Records:
start

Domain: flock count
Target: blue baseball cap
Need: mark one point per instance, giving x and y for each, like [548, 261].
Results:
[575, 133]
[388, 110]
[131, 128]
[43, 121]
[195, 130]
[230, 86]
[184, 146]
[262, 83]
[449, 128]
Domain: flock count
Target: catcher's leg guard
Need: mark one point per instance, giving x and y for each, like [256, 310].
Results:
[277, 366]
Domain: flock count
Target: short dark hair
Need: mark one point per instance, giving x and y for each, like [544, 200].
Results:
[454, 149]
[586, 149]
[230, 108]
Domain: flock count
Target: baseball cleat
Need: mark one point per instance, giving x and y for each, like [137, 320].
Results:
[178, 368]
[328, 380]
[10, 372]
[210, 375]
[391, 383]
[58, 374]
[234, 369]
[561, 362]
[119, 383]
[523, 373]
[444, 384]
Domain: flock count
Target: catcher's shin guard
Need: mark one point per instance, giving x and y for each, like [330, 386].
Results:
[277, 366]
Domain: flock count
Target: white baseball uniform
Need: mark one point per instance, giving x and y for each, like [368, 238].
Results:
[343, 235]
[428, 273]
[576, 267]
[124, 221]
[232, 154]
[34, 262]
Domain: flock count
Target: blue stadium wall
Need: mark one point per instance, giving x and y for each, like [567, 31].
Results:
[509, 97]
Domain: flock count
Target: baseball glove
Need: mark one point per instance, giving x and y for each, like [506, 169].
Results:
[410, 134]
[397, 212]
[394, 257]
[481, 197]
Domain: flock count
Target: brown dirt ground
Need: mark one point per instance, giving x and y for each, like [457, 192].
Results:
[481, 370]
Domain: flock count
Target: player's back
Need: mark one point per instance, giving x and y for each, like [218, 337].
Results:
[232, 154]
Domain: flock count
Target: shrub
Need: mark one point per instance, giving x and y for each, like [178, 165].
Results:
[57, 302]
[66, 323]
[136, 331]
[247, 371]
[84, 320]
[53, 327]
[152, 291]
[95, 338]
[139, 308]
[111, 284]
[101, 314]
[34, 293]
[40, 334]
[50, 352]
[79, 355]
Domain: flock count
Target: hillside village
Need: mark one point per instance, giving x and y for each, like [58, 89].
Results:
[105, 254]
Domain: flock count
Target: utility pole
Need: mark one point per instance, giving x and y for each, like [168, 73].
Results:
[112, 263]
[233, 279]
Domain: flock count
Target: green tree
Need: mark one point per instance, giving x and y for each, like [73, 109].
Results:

end

Exercise details: Each line of the material must be restated exactly.

Written response:
Domain: flock count
Target: blue baseball cap
Need: mark one point per instance, giving x and y for each, like [548, 261].
Results:
[575, 133]
[388, 110]
[131, 128]
[43, 121]
[195, 130]
[230, 86]
[184, 146]
[262, 83]
[449, 128]
Domain: flock count
Target: catcher's leg guard
Need: mark one point per instance, giving x and y for each, like [256, 310].
Results:
[277, 366]
Domain: flock count
Target: short dark hair
Need: mark one point per instance, giving x and y for each, like [544, 200].
Results:
[454, 149]
[586, 149]
[230, 108]
Domain: flock count
Target: baseball cleat
Need: mark one point per instance, giving x and y for each, like [137, 320].
Results:
[178, 368]
[328, 380]
[10, 372]
[210, 375]
[391, 383]
[58, 374]
[234, 369]
[561, 362]
[119, 383]
[523, 373]
[444, 384]
Domain: flock count
Target: catcher's shin guard
Need: mark one point per instance, giving x and y for each, like [330, 386].
Results:
[277, 366]
Domain: flock count
Target: white baseball uniform
Need: mark one point per instance, giving x and y for each, like [368, 238].
Results:
[343, 235]
[428, 273]
[576, 267]
[124, 221]
[232, 154]
[34, 262]
Domain: flock count
Target: blue stadium wall
Need: mark one point per instance, giving x and y for each, like [567, 31].
Results:
[509, 97]
Domain: flock count
Target: baseball glove
Need: mark one point per instance, giving x and y for each, like [506, 169].
Results:
[410, 134]
[397, 212]
[394, 257]
[481, 197]
Domain: flock count
Target: brown dirt ground
Need: mark one point per instance, giving x and y for each, like [457, 192].
Results:
[481, 370]
Domain: flock count
Target: player's back
Need: mark one point per instance, giving x and y for each, like [218, 337].
Results:
[232, 154]
Domain: flock count
Target: shrub
Need: mark one point per instance, giving x and y for each, like [178, 165].
Results:
[57, 302]
[66, 323]
[136, 331]
[247, 371]
[84, 320]
[53, 327]
[152, 291]
[95, 338]
[139, 308]
[111, 284]
[101, 314]
[34, 293]
[40, 334]
[50, 352]
[79, 355]
Domain: flock count
Target: hillside village
Need: mark one point per instance, giving x and y for each, like [58, 89].
Results:
[105, 254]
Domain: flock count
Target: utility pole
Need: mark one point per instance, giving x and y for each, like [168, 73].
Results:
[112, 263]
[233, 279]
Domain: flock count
Target: green tree
Need: mark one point per instance, giving x and y for each, like [73, 109].
Results:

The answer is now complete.